RE: what exactly does "Networking limits" mean - Added by Linda Kateley 11 months ago
can you retry with a block size that would match what zfs will do? like 8k, 16k.. up to 128k.
one tweak that usually help is setting up jumbo frames.
if you are running esx 5, using vaai has been seen to improve perf. for zfs zil devices increase perf, as all nfs traffic is sync.
Linda, the nfs sync thing is for nfs writes initiated by esxi (on behalf of virtualized guest disk controllers.) If a guest is doing a loopback NFS mount, that should not be a factor (unless he mounted sync?) 24MB/sec is abysmal.
For the record, on my Dell Poweredge 2900, ESXi 5.0u1 hosted Nexenta 3.1.3 CE VM from the OS's shell
dd if=/dev/zero of=/volumes/tank/myNFSShare/file bs=8k count=1000000 is able to write about 220MB/s
If I mount that same share (i.e. loopback) on the Nexenta shell, over the vmxnet3 interface
mount myserverip:/volumes/tank/myNFSShare /foo
dd if=/dev/zero of=/foo/file2 bs=8k count=1000000 is able to write about 145MB/s
So clearly the Nexenta / ESXi network is a bottleneck... but just how much can i isolate to be "Nexenta's fault"?
I came up with another test that you might want to perform on your own setups. The idea is to test how much i can push over a vmxnet3 interface and remove bottlenecks wherever I can. So I created two Ubuntu Server x64 10.04.4 VMs with vmxnet3 interfaces.
As a "control" here is the first command on host1:
dd if=/dev/zero of=/dev/null bs=8k count=1000000 which resulted in about 2GB/s (because the source and destination are RAM only, there are no disk bottlenecks)
Then to test vmxnet3 I executed these two commands, essentially DDing RAM from one VM over a TCP pipe to another VM:
dd if=/dev/zero bs=8k count=1000000 | nc host2sip 1234
nc -kl 1234 > /dev/null
I was able to push about 175 MB/s between the two vmxnet3 enabled VMs. That's much more of a bottleneck than I expected! If you compare raw RAM (best case speed) of 175 MB/s and the Nexenta NFS writing to disk speed of 145 MB/s it doesn't look too bad. And so Nexenta + NFS are imposing a ~30MB/s penalty which I don't think is too terrible.

### Entries supplied
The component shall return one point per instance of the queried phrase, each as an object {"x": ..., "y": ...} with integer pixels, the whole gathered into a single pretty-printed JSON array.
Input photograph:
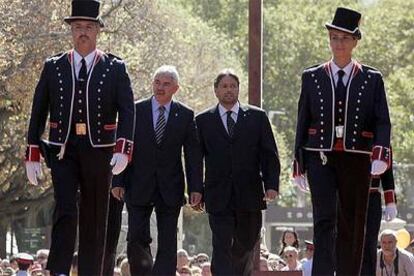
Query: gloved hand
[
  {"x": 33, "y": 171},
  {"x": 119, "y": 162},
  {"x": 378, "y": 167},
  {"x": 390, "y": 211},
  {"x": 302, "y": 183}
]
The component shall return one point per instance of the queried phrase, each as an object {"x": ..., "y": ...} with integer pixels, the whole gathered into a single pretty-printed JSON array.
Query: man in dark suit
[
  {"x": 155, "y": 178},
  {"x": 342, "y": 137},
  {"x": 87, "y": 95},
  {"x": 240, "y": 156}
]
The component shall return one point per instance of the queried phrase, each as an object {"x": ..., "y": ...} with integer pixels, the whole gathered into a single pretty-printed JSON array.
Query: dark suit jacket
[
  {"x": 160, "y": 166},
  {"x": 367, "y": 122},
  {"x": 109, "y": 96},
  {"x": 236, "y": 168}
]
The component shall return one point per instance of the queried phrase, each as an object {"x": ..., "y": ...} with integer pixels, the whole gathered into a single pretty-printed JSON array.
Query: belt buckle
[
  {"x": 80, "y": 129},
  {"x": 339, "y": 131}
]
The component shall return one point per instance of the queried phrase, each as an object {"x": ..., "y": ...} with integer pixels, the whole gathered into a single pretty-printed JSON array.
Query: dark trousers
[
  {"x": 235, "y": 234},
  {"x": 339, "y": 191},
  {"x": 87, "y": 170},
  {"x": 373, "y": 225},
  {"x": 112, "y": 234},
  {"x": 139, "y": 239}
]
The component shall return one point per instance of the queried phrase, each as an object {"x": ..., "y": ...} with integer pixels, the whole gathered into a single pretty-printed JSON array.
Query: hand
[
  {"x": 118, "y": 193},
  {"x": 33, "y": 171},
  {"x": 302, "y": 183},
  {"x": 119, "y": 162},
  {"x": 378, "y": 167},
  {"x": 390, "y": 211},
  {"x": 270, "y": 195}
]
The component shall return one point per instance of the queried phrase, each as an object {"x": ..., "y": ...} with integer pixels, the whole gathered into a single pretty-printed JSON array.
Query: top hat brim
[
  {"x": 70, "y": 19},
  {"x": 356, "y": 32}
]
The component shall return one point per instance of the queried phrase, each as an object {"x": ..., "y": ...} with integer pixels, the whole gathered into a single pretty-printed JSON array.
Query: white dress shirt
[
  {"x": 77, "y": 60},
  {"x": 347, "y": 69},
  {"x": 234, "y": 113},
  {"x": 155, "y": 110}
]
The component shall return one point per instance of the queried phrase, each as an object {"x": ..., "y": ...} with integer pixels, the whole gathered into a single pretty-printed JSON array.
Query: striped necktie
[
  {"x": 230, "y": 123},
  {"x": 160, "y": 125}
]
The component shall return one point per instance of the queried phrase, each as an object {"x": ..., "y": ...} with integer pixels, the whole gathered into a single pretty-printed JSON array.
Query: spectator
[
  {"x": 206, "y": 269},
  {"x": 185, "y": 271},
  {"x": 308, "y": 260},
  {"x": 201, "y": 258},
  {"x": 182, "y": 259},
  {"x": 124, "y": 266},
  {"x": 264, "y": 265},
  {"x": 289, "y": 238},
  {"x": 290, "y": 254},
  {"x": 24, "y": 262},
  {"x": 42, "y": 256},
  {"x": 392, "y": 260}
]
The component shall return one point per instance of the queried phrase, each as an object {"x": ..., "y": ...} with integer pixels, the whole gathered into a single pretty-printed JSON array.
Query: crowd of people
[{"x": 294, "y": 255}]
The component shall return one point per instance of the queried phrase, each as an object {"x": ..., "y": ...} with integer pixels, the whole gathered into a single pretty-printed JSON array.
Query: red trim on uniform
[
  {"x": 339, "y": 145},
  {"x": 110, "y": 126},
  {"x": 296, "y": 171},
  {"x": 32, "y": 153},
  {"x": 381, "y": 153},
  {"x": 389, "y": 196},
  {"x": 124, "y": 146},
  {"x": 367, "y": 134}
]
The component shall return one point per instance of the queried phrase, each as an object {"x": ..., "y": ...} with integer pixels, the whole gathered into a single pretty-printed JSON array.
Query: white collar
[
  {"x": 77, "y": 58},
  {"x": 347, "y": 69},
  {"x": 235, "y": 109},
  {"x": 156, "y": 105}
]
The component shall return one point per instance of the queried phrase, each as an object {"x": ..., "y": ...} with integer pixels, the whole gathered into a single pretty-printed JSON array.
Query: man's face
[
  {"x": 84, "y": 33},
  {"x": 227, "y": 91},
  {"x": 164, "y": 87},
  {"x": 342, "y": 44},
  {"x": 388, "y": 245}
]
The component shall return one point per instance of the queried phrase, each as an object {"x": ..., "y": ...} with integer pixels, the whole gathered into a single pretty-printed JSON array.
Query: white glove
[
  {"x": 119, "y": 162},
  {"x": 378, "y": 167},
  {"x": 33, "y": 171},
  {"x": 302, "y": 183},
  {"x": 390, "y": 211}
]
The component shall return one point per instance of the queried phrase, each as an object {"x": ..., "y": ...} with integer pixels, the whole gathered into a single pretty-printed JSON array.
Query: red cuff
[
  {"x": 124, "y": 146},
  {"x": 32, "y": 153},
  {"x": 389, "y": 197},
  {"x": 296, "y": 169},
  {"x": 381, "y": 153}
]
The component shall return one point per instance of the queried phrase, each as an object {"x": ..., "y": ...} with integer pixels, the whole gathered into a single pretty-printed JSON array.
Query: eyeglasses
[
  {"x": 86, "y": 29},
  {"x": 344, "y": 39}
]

### Challenge 1
In the forum thread, about how fast could dd write to the NFS share when it was mounted as a loopback over the vmxnet3 interface?
### Challenge 2
Transcribe the forum thread word for word, starting at "RE: what exactly" and ending at "up to 128k.".
Work from the forum thread alone; the material plays no part.

### Written response 1
About 145MB/s.

### Written response 2
RE: what exactly does "Networking limits" mean - Added by Linda Kateley 11 months ago
can you retry with a block size that would match what zfs will do? like 8k, 16k.. up to 128k.